#### [The problem]
Take the part of the rows that opens with the line containing "Can you find the green grass?" and closes with the line containing "pixel 428 400", both ends included. Swap "green grass" for "green lawn", leave everything else unchanged, and give back only those lines.

#### [Dataset extract]
--
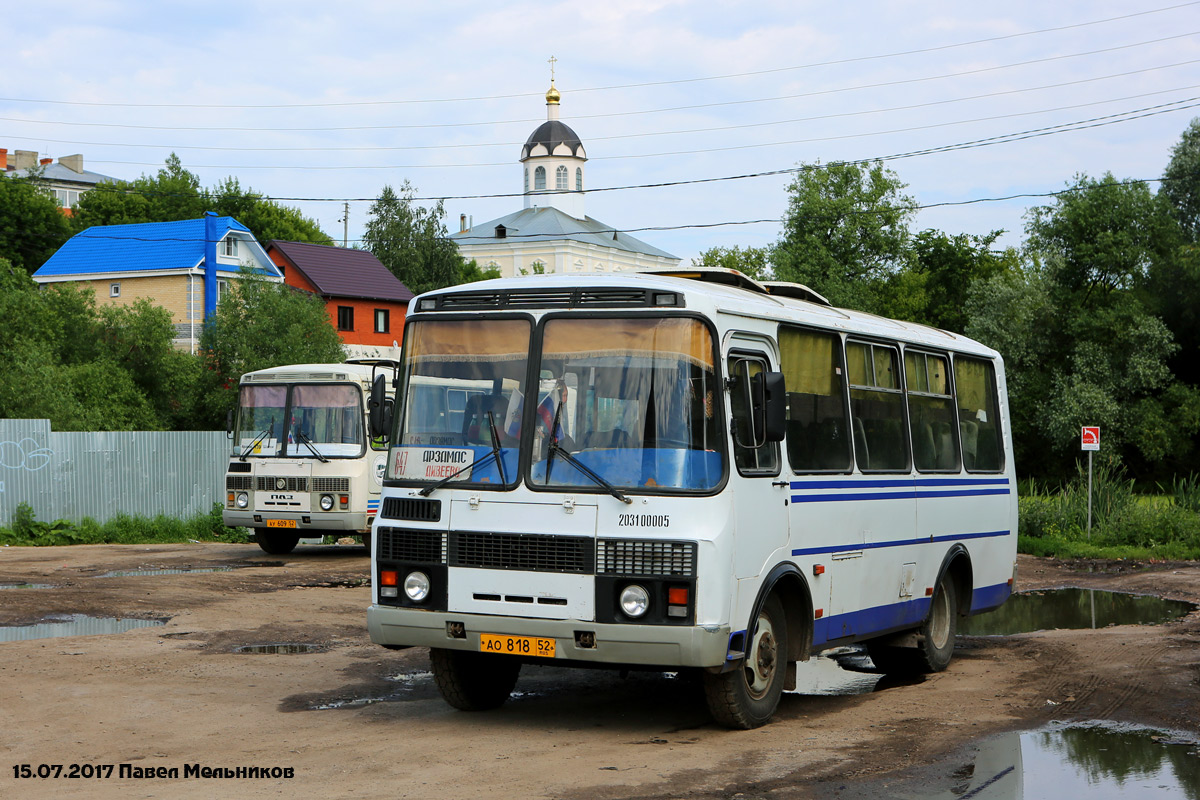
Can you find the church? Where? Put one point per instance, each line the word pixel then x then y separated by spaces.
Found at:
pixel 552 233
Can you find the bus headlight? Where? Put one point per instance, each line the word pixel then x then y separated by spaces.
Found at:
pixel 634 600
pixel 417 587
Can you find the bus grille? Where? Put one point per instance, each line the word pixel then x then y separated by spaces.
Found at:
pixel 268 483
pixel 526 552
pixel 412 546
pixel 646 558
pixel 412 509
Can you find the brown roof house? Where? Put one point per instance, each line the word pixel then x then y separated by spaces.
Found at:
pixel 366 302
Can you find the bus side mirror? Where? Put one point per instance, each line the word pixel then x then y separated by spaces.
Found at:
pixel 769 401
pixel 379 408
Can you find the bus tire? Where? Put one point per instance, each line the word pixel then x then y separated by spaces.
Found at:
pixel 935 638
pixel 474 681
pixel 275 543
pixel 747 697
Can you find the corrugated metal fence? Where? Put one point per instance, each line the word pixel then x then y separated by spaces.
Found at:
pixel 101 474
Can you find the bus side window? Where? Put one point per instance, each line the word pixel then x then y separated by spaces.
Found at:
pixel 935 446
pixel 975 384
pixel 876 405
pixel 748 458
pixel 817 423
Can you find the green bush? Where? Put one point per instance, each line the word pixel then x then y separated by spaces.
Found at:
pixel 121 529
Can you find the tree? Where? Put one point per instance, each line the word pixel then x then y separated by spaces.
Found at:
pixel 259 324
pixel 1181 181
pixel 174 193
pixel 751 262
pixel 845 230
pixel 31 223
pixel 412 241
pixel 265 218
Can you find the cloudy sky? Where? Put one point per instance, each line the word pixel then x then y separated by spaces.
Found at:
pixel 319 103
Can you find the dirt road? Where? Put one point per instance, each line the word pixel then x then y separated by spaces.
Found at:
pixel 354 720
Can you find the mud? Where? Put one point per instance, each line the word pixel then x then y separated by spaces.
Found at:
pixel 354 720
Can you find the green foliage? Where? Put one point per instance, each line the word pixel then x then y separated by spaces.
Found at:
--
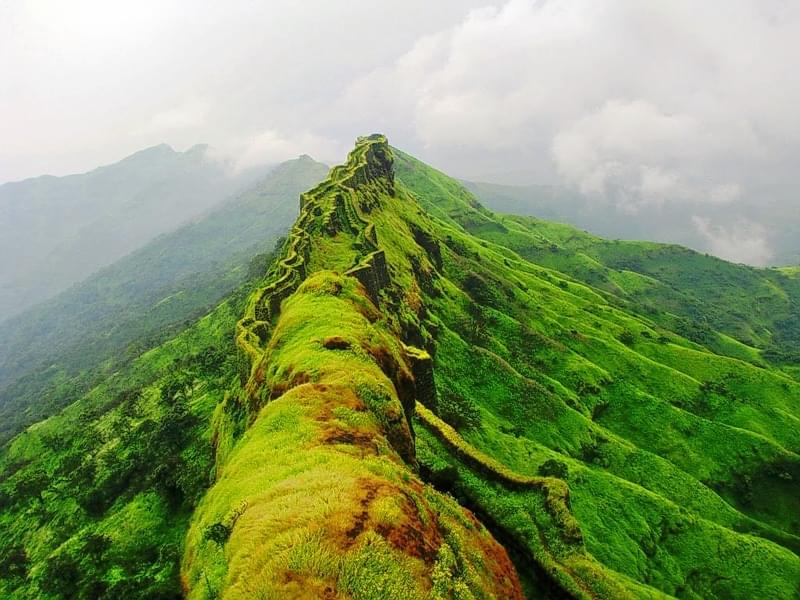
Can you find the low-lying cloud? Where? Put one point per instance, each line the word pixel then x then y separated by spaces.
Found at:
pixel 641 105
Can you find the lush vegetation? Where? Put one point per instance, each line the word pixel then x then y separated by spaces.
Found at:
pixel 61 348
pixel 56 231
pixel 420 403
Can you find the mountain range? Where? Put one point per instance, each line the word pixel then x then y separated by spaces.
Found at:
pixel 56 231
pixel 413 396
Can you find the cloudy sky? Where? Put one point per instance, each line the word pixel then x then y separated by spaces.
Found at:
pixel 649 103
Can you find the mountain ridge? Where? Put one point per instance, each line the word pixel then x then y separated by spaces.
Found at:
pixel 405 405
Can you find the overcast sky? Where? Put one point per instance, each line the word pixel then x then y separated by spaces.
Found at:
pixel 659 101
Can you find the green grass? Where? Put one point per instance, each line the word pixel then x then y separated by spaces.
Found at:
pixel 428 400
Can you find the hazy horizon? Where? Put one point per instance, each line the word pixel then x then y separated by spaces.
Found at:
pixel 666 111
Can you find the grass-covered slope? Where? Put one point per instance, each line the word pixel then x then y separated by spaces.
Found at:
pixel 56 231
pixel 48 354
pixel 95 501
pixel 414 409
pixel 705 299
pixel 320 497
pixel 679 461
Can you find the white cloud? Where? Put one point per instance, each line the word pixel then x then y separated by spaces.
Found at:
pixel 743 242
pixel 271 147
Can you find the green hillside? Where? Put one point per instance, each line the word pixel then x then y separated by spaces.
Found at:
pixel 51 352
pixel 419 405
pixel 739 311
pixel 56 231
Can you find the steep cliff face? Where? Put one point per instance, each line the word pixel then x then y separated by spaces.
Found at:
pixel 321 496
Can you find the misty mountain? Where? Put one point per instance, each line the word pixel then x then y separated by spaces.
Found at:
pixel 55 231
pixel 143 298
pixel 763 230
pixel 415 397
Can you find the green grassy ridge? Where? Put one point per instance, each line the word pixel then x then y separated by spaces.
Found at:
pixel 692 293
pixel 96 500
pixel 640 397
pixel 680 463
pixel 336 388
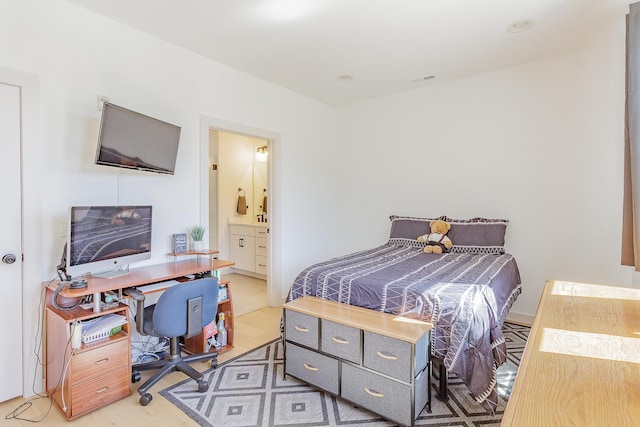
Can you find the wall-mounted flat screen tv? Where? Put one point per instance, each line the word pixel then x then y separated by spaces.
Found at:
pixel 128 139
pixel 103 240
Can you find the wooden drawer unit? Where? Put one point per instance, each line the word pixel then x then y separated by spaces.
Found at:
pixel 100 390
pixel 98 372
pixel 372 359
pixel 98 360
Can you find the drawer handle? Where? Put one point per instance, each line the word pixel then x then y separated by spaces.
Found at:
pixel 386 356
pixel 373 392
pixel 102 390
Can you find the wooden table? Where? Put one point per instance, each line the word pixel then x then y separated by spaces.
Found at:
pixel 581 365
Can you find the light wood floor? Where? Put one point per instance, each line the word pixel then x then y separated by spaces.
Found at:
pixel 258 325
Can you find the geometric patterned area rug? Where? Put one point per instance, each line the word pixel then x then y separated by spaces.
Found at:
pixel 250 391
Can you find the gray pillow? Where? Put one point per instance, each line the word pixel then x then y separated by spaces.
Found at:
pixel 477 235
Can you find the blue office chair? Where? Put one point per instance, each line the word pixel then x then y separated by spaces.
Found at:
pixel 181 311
--
#### [The result]
Can you find the green lawn? Where? Put one point per instance, each line the word pixel then x then y separated by spaces.
Found at:
pixel 428 400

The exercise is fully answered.